- [Tasks]:
[A] Translate this sentence from the beancounter discussion into Spanish: "using atomic counters you can't get a snapshot of current usages."
[B] Reproduce the beancounter discussion word for word from "4. all the performance" to "unsigned long flags)".

- [Page]:
★ ★ ★ ★ ★

1. some resources can contribute to multiple BC params, thus need to be accounted
atomically into 2 counters.
2. spin_lock()/spin_unlock() has the same 1 lock operation on SMP on most archs
3. using atomic counters you can't get a snapshot of current usages.
4. all the performance critical resources should be handled with pre-charges,
as it is done in TCP/IP accounting in mainstream and as it is done for
files/kmemsize in OpenVZ.

>>+int bc_charge_locked(struct beancounter *bc, int res, unsigned long val,
>>+ int strict, unsigned long flags)
>>+{
>>+ struct bc_resource_parm *parm;
>>+ unsigned long new_held;
>>+
>>+ BUG_ON(val > BC_MAXVALUE);
>>+
>>+ parm = &bc->bc_parms[res];
>>+ new_held = parm->held + val;
>>+
>>+ switch (strict) {
>>+ case BC_LIMIT:
>>+ if (new_held > parm->limit)
>>+ break;
>>+ /* fallthrough */
>>+ case BC_BARRIER:
>>+ if (new_held > parm->barrier) {
>>+ if (strict == BC_BARRIER)
>>+ break;
>>+ if (parm->held < parm->barrier &&
>>+ bc_resources[res]->bcr_barrier_hit)
>>+ bc_resources[res]->bcr_barrier_hit(bc);
>>+ }
>
>
> why do barrier checks with every accounting?
> there are probably a few cases where the
> checks could be independant from the accounting
<<<< cause it simply doesn't worth optimizing.
its overhead is minor compared to accounting itself (atomic operations).

>>+ /* fallthrough */
>>+ case BC_FORCE:
>>+ parm->held = new_held;
>>+ bc_adjust_maxheld(parm);
>
>
> in what cases do we want to cross the barrier?
in this patchset it is not used AFAICS.

★ ★ ★ ★ ★

- [Data rows]:
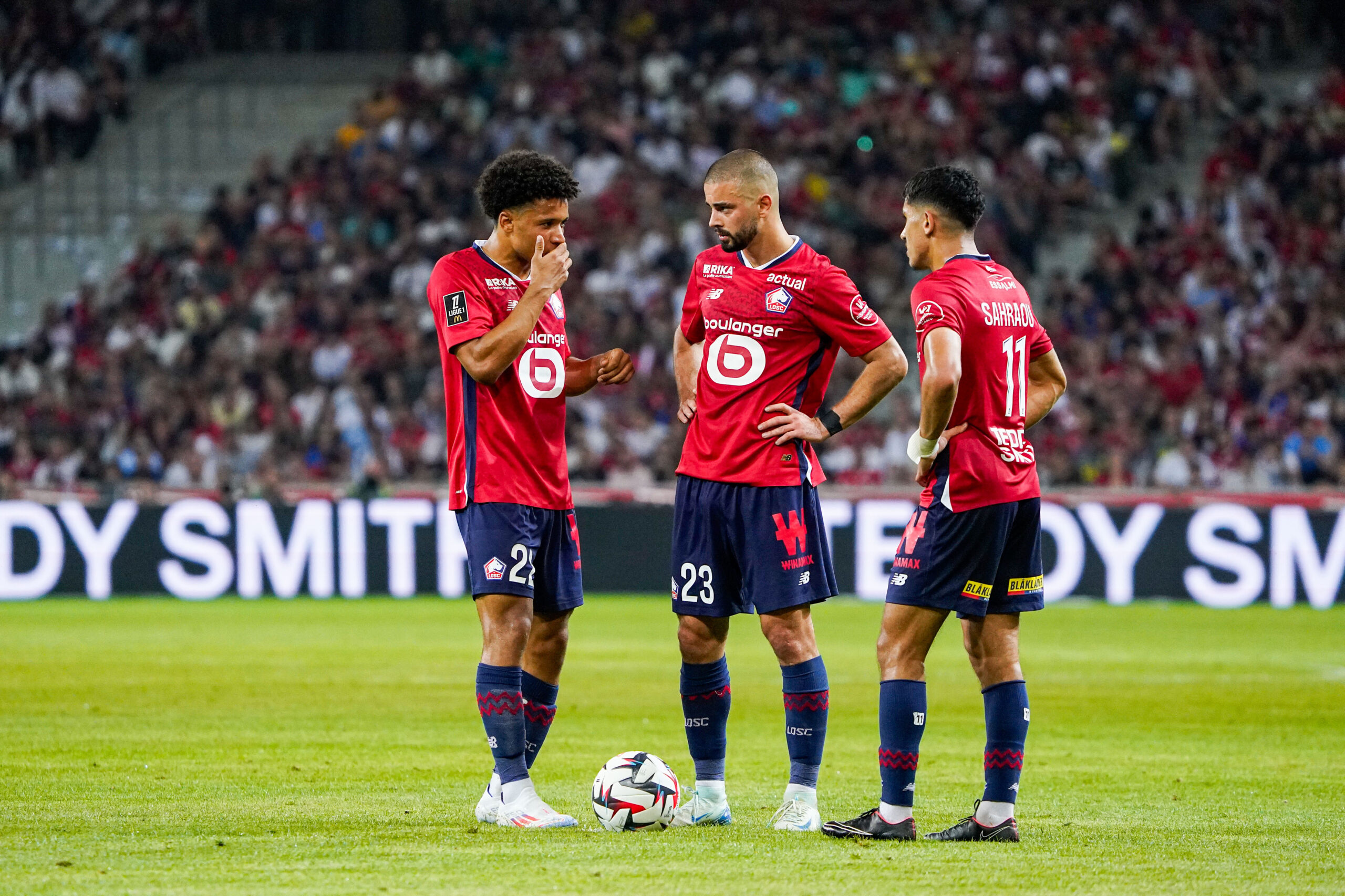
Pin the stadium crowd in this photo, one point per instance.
(65, 66)
(287, 337)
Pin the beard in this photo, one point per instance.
(731, 241)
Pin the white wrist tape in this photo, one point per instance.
(919, 447)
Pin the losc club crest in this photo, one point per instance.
(778, 300)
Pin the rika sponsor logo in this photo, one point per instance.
(778, 300)
(861, 312)
(927, 312)
(976, 590)
(786, 280)
(1027, 586)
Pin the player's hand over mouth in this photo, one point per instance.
(925, 473)
(791, 424)
(615, 368)
(551, 271)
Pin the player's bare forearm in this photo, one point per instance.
(883, 370)
(939, 385)
(1046, 385)
(686, 367)
(488, 357)
(609, 369)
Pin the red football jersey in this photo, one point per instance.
(992, 463)
(771, 337)
(506, 442)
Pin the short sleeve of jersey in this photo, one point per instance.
(693, 325)
(841, 312)
(933, 306)
(458, 305)
(1040, 342)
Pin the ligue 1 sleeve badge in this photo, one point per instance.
(778, 300)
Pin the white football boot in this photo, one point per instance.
(704, 806)
(798, 813)
(489, 805)
(527, 810)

★ ★ ★ ★ ★

- [Outputs for the tasks]:
[A] Usando contadores atómicos, no se puede obtener una instantánea de los usos actuales.

[B]
4. all the performance critical resources should be handled with pre-charges,
as it is done in TCP/IP accounting in mainstream and as it is done for
files/kmemsize in OpenVZ.

>>+int bc_charge_locked(struct beancounter *bc, int res, unsigned long val,
>>+ int strict, unsigned long flags)